Passage shown
# Quadratic Equation

A quadratic equation is an equation of the form

\( ax^2+bx+c=0\)

where the leading coefficient \(a \ne 0\).

A quadratic equation (from the Latin quadratus for "square") is an equation that can be rearranged in standard form as

\( ax^2+bx+c=0\)

where x represents an unknown, and a, b, and c represent known numbers, where \( a \ne 0\). If a = 0, then the equation is linear, not quadratic, as there is no \(ax^2 \)term.

- The standard form of Quadratic Equation is

\( ax^2 + bx + c = 0\) where \(a \ne 0\) - Because the quadratic equation involves only one unknown, it is called "univariate".
- The numbers a, b, and c are the coefficients, they are also respectively called quadratic coefficient, linear coefficient, and the constant or free term.
- The quadratic equation contains only powers of x that are non-negative integers, and therefore it is a polynomial equation. In particular, it is a second-degree polynomial equation, since the greatest power is two.
- Equations such as \( x^2 = 64, x^2 -5x = 0\), and \(x^2 + 4x = 5\) are called quadratic equations. This is because in each of these equations, the greatest exponent of the variable x is 2.
- A quadratic equation can be factored into an equivalent equation
\( ax^2+bx+c=(x-\alpha)(x-\beta)=0\)

where \(\alpha\) and \(\beta\) are the solutions for x. - The values of x that satisfy the equation are called solutions, roots or zeros.

A quadratic equation has at most two solutions. If there is only one solution, it is a double root.

A quadratic equation always has two roots, if complex roots are included and a double root is counted for two. - A quadratic polynomial has a parabola as its graph

#### Three forms of Quaadratic Equation

We can obtain three different representations of a quadratic function

- Its standard representation: \(f(x) = ax^2 + bx + c\).

The function f has two zeros, a double zero, or no zero according to whether its discriminant \(b^2-4ac\) is positive, zero, or negative, respectively - Its representation in vertex form: \( f (x) = a(x-p)^2 + q\). Here, the point \((p, q)\) is called the vertex of the graph.

The graph of f(x) has bilateral symmetry with respect to the vertical line defined by \(x = p\).

If a > 0, f(x) is decreasing on (−∞, p] and therefore increasing on [p,∞).

If a < 0, then f(x) is increasing on (−∞, p] and therefore decreasing on [p,∞).

If a > 0, then f(x) achieves its minimum at p.

If a < 0, then f(x) achieves its maximum at p. - Its representation in factored form: \(f (x) = a(x−\alpha)(x−\beta)\), where \(\alpha, \beta\) are the zeros of f(x).Also \(\alpha+ \beta=-\frac{b}{a}\) and \(\alpha \beta=\frac{c}{a}\)

Region annotation entries:

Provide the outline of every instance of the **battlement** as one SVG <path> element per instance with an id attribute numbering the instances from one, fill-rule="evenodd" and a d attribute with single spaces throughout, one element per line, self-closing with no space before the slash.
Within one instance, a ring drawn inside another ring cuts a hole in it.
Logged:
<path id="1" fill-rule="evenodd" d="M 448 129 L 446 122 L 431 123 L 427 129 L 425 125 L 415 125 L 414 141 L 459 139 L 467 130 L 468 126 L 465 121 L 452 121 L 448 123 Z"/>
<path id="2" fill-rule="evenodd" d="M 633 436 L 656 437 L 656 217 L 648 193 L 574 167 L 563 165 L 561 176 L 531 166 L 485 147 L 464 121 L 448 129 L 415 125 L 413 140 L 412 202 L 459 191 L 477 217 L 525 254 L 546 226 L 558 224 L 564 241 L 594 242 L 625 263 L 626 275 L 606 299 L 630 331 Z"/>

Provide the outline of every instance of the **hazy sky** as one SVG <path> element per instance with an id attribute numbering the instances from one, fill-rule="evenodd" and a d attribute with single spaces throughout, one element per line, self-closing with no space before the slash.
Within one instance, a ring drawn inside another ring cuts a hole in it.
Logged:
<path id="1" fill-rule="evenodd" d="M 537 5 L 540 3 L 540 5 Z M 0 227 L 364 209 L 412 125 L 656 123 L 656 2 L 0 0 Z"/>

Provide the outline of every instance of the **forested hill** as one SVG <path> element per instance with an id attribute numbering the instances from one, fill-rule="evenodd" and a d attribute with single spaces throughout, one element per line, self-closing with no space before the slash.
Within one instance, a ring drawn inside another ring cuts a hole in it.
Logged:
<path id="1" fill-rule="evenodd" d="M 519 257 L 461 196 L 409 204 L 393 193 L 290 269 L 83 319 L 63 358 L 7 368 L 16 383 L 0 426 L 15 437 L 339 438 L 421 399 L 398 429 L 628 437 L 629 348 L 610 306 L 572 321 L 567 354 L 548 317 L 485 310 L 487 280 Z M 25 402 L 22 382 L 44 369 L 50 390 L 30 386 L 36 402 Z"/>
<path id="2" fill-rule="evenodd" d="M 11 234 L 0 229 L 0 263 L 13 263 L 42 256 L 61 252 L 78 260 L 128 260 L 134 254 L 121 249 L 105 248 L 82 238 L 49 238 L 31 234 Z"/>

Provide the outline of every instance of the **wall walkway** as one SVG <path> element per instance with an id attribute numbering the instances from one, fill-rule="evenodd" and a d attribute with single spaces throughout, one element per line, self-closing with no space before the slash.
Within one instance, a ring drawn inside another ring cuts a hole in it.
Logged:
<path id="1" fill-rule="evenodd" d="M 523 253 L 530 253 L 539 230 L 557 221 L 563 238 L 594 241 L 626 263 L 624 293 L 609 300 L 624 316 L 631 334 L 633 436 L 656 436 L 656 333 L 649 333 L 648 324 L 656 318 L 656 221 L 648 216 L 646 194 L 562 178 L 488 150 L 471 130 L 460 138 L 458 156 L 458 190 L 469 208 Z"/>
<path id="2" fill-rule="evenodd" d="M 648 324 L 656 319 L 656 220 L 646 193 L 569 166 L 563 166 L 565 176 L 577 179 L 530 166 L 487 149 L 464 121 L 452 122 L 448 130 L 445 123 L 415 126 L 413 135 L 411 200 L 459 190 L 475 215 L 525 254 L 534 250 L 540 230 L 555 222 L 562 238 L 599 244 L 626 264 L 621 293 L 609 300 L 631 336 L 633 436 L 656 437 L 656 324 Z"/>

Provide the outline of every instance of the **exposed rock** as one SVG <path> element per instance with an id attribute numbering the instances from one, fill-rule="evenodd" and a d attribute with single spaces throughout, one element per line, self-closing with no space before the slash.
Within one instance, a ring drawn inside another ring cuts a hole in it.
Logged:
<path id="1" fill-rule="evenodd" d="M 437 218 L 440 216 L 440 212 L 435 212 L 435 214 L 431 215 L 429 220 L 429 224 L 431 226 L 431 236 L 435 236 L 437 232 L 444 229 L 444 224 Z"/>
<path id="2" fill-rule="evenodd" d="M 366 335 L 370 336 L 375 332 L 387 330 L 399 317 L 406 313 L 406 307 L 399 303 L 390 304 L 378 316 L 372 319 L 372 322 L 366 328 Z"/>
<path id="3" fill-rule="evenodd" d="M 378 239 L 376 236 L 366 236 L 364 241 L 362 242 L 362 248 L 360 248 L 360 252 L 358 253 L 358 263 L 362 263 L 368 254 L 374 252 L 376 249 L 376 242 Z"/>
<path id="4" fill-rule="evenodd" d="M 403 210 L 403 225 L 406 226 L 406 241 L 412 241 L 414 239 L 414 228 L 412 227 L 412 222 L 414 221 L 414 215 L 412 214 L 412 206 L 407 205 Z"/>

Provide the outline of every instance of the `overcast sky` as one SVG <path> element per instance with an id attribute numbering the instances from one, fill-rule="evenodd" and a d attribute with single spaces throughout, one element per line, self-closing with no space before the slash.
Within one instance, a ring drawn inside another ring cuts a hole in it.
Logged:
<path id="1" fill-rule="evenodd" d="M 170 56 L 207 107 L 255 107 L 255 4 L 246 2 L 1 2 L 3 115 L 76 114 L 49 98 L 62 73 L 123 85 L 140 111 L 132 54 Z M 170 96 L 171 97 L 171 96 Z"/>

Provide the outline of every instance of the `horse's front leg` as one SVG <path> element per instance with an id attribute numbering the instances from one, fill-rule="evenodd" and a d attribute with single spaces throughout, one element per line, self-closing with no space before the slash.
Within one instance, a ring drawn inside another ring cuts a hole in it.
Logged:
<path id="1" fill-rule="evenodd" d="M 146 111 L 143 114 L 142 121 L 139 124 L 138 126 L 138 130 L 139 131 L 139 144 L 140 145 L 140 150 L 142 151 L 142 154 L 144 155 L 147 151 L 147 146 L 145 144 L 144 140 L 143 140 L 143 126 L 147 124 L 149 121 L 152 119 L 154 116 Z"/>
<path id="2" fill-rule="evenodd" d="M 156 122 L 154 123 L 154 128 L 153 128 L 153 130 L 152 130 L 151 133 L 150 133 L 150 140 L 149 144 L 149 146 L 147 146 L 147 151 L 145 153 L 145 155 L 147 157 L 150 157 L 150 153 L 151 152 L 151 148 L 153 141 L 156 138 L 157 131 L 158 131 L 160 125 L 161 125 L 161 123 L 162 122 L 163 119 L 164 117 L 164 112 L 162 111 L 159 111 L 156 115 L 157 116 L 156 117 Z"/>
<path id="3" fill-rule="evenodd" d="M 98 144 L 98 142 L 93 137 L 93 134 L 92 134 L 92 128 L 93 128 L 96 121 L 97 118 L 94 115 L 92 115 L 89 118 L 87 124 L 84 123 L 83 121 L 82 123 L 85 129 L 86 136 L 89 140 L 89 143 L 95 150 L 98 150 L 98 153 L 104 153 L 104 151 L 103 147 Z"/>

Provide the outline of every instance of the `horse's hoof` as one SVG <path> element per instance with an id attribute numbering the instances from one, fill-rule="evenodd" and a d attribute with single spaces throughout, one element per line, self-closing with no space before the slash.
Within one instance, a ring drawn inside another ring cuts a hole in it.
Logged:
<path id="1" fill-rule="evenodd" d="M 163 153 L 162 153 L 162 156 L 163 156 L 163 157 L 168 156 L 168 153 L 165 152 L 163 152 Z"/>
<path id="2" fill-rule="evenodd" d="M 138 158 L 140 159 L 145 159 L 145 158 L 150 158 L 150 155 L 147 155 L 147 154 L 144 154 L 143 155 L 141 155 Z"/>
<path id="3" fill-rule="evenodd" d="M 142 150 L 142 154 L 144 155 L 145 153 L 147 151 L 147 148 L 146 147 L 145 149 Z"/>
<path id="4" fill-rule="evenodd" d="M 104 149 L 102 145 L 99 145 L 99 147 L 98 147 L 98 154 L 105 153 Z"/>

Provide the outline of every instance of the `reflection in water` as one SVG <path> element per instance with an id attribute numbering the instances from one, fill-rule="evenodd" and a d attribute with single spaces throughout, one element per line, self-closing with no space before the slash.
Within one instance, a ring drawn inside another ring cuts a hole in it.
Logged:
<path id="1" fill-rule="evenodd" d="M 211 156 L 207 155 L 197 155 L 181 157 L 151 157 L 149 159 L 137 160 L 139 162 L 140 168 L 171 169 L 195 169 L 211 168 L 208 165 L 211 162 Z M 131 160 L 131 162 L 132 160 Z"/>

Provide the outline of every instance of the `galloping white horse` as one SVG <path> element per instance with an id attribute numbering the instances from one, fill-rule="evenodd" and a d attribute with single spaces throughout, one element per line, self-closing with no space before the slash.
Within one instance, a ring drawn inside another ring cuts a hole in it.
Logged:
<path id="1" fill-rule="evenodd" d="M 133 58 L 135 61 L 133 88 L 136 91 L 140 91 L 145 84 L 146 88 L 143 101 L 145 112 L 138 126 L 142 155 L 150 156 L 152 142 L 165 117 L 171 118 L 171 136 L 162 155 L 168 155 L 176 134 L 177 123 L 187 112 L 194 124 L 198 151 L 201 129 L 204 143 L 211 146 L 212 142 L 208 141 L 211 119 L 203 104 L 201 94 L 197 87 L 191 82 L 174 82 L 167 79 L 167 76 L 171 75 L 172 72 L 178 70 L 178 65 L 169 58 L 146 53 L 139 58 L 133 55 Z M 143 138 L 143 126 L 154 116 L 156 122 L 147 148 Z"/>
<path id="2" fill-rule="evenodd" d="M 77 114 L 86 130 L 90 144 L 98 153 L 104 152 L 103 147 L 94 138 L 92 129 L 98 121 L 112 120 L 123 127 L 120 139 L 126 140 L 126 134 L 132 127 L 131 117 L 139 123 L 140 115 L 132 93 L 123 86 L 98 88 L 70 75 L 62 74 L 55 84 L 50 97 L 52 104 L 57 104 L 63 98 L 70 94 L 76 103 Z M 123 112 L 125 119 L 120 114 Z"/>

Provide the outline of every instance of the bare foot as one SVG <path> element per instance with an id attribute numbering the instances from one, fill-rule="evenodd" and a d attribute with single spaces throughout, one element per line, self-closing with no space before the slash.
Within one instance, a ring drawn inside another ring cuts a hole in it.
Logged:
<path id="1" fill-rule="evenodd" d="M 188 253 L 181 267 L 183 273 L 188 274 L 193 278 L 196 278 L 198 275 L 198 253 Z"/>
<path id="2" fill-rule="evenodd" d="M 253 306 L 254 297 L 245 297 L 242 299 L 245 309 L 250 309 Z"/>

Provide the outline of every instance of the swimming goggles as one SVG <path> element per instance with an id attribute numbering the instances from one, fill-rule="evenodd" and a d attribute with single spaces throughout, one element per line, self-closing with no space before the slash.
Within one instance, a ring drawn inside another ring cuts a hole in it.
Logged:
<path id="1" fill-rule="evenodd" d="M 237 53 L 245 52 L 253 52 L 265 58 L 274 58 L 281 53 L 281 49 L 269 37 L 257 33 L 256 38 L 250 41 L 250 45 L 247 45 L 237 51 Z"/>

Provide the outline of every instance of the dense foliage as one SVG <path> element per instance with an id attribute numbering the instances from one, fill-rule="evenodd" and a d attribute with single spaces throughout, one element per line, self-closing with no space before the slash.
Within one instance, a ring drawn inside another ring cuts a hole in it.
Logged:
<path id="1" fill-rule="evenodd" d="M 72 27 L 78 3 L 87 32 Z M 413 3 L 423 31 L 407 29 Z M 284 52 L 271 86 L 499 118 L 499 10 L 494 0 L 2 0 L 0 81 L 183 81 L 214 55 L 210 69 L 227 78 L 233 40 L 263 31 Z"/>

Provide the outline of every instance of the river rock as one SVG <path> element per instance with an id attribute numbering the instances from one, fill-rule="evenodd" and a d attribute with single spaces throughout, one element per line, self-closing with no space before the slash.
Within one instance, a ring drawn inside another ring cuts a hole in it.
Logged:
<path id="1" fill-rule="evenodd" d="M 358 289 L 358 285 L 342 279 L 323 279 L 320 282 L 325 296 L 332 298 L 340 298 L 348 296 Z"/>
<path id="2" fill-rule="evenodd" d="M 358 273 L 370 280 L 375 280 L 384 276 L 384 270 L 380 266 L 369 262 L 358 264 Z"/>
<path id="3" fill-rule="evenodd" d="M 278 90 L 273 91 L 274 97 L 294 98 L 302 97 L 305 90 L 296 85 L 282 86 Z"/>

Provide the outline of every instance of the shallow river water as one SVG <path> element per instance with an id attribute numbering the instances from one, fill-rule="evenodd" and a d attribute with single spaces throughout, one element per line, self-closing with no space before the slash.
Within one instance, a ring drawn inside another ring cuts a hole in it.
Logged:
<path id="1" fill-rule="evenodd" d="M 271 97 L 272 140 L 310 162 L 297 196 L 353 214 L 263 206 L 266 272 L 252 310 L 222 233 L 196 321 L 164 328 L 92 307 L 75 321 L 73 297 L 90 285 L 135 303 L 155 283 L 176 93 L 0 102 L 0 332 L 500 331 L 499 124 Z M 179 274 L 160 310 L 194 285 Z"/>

Direction 1
According to the quadratic equation text, what kind of curve is the graph of a quadratic polynomial?
Direction 2
Write the next part of the quadratic equation text, starting after its final sentence.

Exercise result 1
A parabola.

Exercise result 2
Each of the three representations of a quadratic function reveals a different facet of the function. The quadratic formula is expressed in terms of (1), for standard notion, and (2) displays the line of symmetry of the graph of f(x) and also where it achieves its maximum or minimum. If the zeros of f(x) are our main interest, then (3) displays its zeros explicitly. Together, the three representations give a well-rounded picture of f(x); none gets it done alone.

#### Three forms of Quaadratic Equation

A solution of a quadratic equation is also called a root of the equation. The intuitive meaning of the root of a quadratic equation can be given pictorially, as follows.

The graph of y = 2x^{2} − x − 3 intersects the x-axis at (−1, 0) and (1.5, 0), and a simple computation confirms that −1 and 1.5 are roots of 2x^{2} − x − 3 = 0

- Factoring
- Quadratic Formula

Not every quadratic equation can be solved by factoring. In this case, we need to use the quadratic formula.

The Quadratic Formula is

\( x= \frac{-b \pm \sqrt {b^2-4ac}}{2a} \)

##### Proof of Quadratic Formula

Prove that two roots of quadratic equations \(ax^2 + bx + c = 0\) are \(\frac{-b - \sqrt{b^2-4ac}}{2a}\) and \(\frac{-b + \sqrt{b^2-4ac}}{2a}\)

Proof

Given quadratic equation is

\(ax^2 + bx + c = 0\)

or \(ax^2 + bx =-c\)

Dividing both sides by a, we get

\(x^2 + \frac{b}{a}x = - \frac{c}{a}\)

Adding \(\frac{b^2}{4a^2}\) on both sides we get

\(x^2 + \frac{b}{a}x + \frac{b^2}{4a^2}= \frac{b^2}{4a^2}- \frac{c}{a}\)

or \(\left( x+\frac{b}{2a} \right )^2=\frac{b^2-4ac}{4a^2}\)

Taking square roots we get

\(x+\frac{b}{2a}=\frac{\pm \sqrt{b^2-4ac}}{2a}\)

or \(x=\frac{-b\pm \sqrt{b^2-4ac}}{2a}\)

So, the roots of quadratic equations \(ax^2 + bx + c = 0\) are \(\frac{-b - \sqrt{b^2-4ac}}{2a}\) and \(\frac{-b + \sqrt{b^2-4ac}}{2a}\)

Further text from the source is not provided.